Records shown:
* * * * * * *
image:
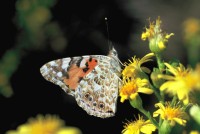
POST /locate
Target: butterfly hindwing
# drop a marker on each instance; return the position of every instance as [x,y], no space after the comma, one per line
[97,92]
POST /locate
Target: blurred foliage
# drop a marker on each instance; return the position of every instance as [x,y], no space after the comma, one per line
[191,34]
[48,124]
[35,31]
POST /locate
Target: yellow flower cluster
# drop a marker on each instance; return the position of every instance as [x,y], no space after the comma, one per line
[174,79]
[139,126]
[157,39]
[134,78]
[172,114]
[182,81]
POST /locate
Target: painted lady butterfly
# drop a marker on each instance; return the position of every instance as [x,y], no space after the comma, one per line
[93,81]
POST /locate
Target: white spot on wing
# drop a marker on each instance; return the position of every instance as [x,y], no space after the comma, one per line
[59,74]
[66,63]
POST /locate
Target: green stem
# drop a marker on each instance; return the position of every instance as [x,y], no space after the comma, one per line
[159,62]
[148,115]
[160,98]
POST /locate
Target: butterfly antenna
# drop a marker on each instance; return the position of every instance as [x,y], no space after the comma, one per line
[110,45]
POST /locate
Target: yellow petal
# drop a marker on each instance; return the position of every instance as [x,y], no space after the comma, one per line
[171,69]
[132,96]
[157,113]
[69,130]
[180,121]
[160,105]
[145,90]
[147,129]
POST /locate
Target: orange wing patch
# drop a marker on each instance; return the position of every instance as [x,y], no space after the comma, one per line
[75,73]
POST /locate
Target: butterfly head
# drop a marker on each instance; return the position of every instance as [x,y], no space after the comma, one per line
[113,53]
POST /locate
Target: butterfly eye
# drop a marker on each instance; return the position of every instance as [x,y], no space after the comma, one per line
[101,105]
[90,98]
[87,95]
[94,104]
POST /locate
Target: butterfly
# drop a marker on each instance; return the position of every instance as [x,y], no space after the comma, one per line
[93,80]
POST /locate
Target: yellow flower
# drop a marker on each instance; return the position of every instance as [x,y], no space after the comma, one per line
[138,126]
[170,113]
[157,39]
[182,82]
[134,68]
[45,125]
[131,88]
[191,27]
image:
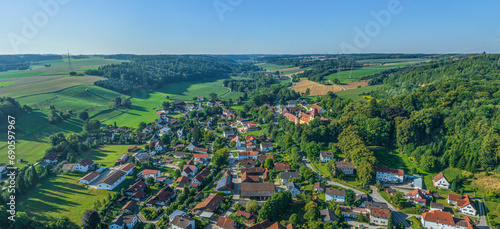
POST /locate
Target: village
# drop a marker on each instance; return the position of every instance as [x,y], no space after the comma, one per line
[243,182]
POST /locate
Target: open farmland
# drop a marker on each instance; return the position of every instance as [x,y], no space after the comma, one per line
[369,70]
[316,88]
[58,67]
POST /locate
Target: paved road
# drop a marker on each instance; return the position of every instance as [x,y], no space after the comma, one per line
[397,217]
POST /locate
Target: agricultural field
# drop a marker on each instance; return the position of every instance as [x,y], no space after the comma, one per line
[58,67]
[355,94]
[369,70]
[78,94]
[61,196]
[272,67]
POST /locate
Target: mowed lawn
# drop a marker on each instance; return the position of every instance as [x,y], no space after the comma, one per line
[58,67]
[366,71]
[107,154]
[61,196]
[355,94]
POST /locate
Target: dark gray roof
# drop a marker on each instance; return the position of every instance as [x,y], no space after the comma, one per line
[327,215]
[287,175]
[335,192]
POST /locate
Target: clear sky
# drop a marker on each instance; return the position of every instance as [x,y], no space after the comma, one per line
[249,26]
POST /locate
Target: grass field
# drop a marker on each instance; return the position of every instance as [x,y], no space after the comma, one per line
[5,84]
[60,196]
[272,67]
[58,67]
[107,154]
[354,94]
[77,94]
[370,70]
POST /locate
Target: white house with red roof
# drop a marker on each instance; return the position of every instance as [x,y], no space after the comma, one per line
[84,165]
[150,173]
[440,181]
[386,174]
[128,168]
[159,146]
[200,158]
[444,220]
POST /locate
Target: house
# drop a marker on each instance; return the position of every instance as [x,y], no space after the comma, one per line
[193,145]
[318,108]
[251,218]
[225,223]
[179,154]
[287,175]
[361,199]
[248,163]
[128,168]
[347,167]
[415,194]
[328,215]
[440,181]
[266,146]
[228,133]
[84,165]
[138,196]
[162,198]
[174,214]
[444,220]
[200,150]
[181,133]
[124,158]
[189,170]
[159,146]
[143,157]
[112,180]
[337,195]
[386,174]
[51,158]
[294,188]
[137,186]
[87,179]
[129,206]
[210,204]
[253,154]
[464,204]
[420,201]
[190,106]
[437,207]
[224,185]
[265,176]
[262,225]
[281,166]
[182,181]
[198,179]
[326,156]
[260,191]
[319,187]
[182,222]
[123,221]
[379,216]
[150,173]
[256,170]
[200,158]
[245,177]
[418,183]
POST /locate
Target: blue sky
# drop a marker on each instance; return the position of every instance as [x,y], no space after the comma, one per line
[248,26]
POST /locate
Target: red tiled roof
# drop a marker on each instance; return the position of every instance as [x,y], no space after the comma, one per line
[439,217]
[437,177]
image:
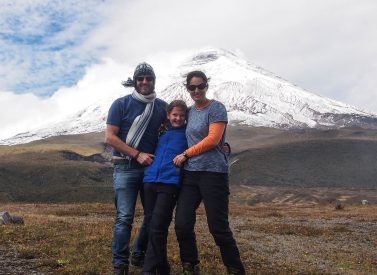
* * * * * * *
Short exercise:
How many lines in the rows above contain the word "roof"? Matching is case-sensitive; reply with the number alone.

The output:
3